Records:
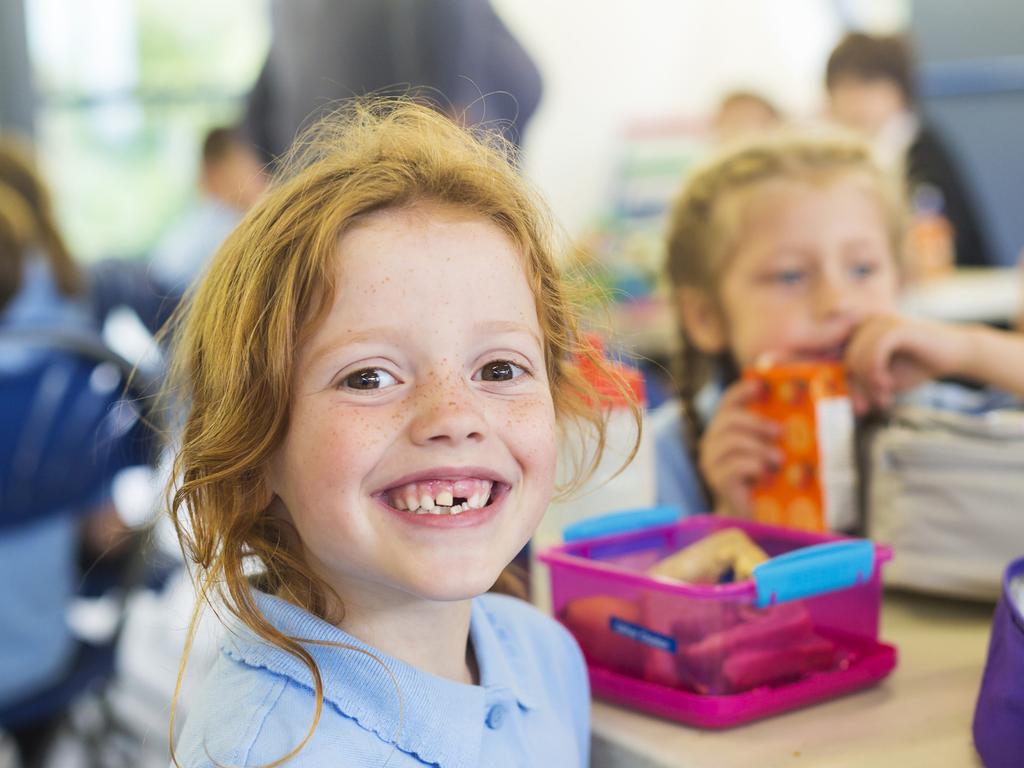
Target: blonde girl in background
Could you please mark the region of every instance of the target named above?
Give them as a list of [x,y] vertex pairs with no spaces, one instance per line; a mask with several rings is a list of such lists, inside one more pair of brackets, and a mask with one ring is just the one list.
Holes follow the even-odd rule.
[[748,410],[758,384],[739,378],[756,362],[843,360],[858,413],[898,395],[979,407],[978,393],[920,387],[937,377],[1024,393],[1020,337],[898,314],[901,200],[840,137],[750,144],[690,180],[668,241],[681,353],[678,398],[652,420],[661,503],[750,515],[751,487],[781,462],[780,426]]
[[348,110],[186,310],[172,506],[228,631],[175,764],[587,764],[575,642],[484,594],[548,505],[559,426],[604,429],[497,142]]
[[11,302],[15,309],[5,311],[17,312],[19,322],[25,324],[86,325],[85,279],[61,236],[30,144],[0,136],[0,184],[14,201],[5,203],[5,209],[12,214],[24,209],[28,222],[24,247],[4,260],[0,307]]

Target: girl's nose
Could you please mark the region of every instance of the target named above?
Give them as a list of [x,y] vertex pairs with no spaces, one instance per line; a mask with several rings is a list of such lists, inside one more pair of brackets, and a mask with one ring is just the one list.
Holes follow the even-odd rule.
[[822,275],[814,292],[814,313],[818,320],[845,317],[852,312],[850,287],[832,275]]
[[468,382],[435,378],[416,393],[411,437],[417,445],[479,442],[487,431],[477,393]]

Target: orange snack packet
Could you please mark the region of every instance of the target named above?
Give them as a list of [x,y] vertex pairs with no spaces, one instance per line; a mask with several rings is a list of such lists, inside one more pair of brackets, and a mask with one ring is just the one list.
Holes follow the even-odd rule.
[[783,463],[754,487],[754,519],[807,531],[852,529],[854,418],[842,364],[785,363],[747,370],[743,378],[762,384],[750,409],[782,425]]

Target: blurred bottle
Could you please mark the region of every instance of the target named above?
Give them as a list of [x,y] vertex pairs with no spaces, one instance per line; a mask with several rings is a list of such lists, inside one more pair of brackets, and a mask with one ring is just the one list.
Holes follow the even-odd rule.
[[943,277],[953,271],[956,262],[953,225],[946,218],[941,190],[921,184],[911,198],[908,233],[907,277],[910,282]]
[[[590,336],[588,340],[597,352],[604,354],[599,337]],[[551,610],[551,584],[547,566],[537,562],[539,551],[561,543],[562,531],[572,523],[609,512],[654,505],[654,446],[647,429],[641,431],[633,460],[623,466],[637,439],[637,422],[631,406],[635,403],[643,410],[647,405],[643,376],[627,365],[612,361],[607,361],[607,364],[611,368],[610,376],[587,360],[577,361],[579,370],[597,390],[608,409],[605,448],[600,463],[585,485],[570,498],[556,499],[551,504],[530,543],[531,599],[545,612]],[[567,434],[558,455],[559,487],[572,478],[575,467],[593,456],[596,447],[594,435],[589,432],[580,431],[571,424],[566,425],[565,431]]]

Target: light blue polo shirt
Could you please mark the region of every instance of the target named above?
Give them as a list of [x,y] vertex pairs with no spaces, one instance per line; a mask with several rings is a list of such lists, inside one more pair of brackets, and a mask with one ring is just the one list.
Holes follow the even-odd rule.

What you will do:
Restate all of the material word for word. Keep out every picture.

Reply:
Target: blonde girl in background
Could you please mark the region of every instance of the target named above?
Give them as a list of [x,y] vertex pairs with no spaces, one instance per line; a mask with several rings is a list of such lists, inside one more pair of brackets, and a mask with one ring is just the one list.
Holes follow the even-odd rule.
[[748,410],[758,384],[739,378],[756,362],[843,360],[858,413],[898,395],[979,407],[978,393],[920,387],[937,377],[1024,393],[1020,337],[898,314],[901,200],[840,137],[750,144],[690,180],[668,241],[681,353],[678,398],[652,420],[661,503],[750,515],[751,487],[781,462],[780,426]]
[[348,110],[186,310],[172,506],[228,631],[175,764],[587,764],[575,642],[484,594],[548,505],[559,426],[604,429],[497,142]]
[[11,302],[15,309],[5,311],[17,312],[19,322],[25,324],[86,325],[85,279],[61,236],[30,144],[0,136],[0,184],[14,201],[5,203],[5,209],[12,214],[24,209],[28,222],[24,247],[4,260],[0,307]]

Target: girl's nose
Could you please mark the region of every instance of the target named above?
Give them as a list of [x,y] vertex pairs with no spaces, one instance per line; a mask with several rings is a list of such lists, inside one more pair of brackets, and a mask with one ring is just the one list.
Holes follow the even-odd rule.
[[822,275],[814,292],[814,313],[818,320],[845,317],[852,312],[850,287],[832,275]]
[[468,382],[435,378],[416,393],[411,437],[417,445],[479,442],[487,431],[477,393]]

Target: orange snack packet
Could you please mark the region of every instance of the target named above?
Give them as a list of [x,y] vertex pairs with no spaces, one instance per line; a mask with several rings is a list of such lists, inside one more pair of brackets, and a mask with one ring is just the one list.
Holes follow the even-odd rule.
[[783,463],[754,487],[754,519],[807,531],[852,529],[854,418],[842,364],[785,363],[747,370],[743,378],[762,384],[750,409],[782,425]]

Target: blurred bottle
Could you please mark the region of every instance of the target named above?
Give them as a list of [x,y] vertex pairs with no spaces, one instance per line; a mask with several rings is a list of such lists, inside one more pair of brackets, and a mask with one ring is just the one list.
Holes follow the even-odd rule.
[[943,277],[953,271],[956,262],[953,225],[946,218],[941,190],[921,184],[911,198],[908,233],[907,277],[910,282]]
[[[590,336],[588,340],[597,352],[604,354],[599,337]],[[551,610],[551,584],[547,566],[537,562],[539,551],[561,543],[562,531],[572,523],[609,512],[654,505],[654,446],[647,429],[641,431],[633,460],[623,466],[637,439],[637,422],[631,406],[635,403],[643,410],[647,405],[643,376],[627,365],[612,361],[607,361],[607,364],[611,368],[610,376],[587,360],[577,361],[579,370],[597,390],[608,409],[605,448],[600,463],[585,485],[570,498],[556,499],[551,504],[530,543],[531,599],[545,612]],[[567,434],[558,455],[559,487],[572,478],[575,467],[593,456],[596,447],[594,435],[589,432],[580,431],[571,424],[566,425],[565,431]]]

Target: light blue polo shirt
Could you please mark the region of every instance of the target named above?
Give them as a list of [x,y] vertex pairs with no spaces, one instance per line; a mask with several rings is a list of such lists, inside one more pair of brackets, and a mask with one ring is just the one list.
Holes follow the even-odd rule.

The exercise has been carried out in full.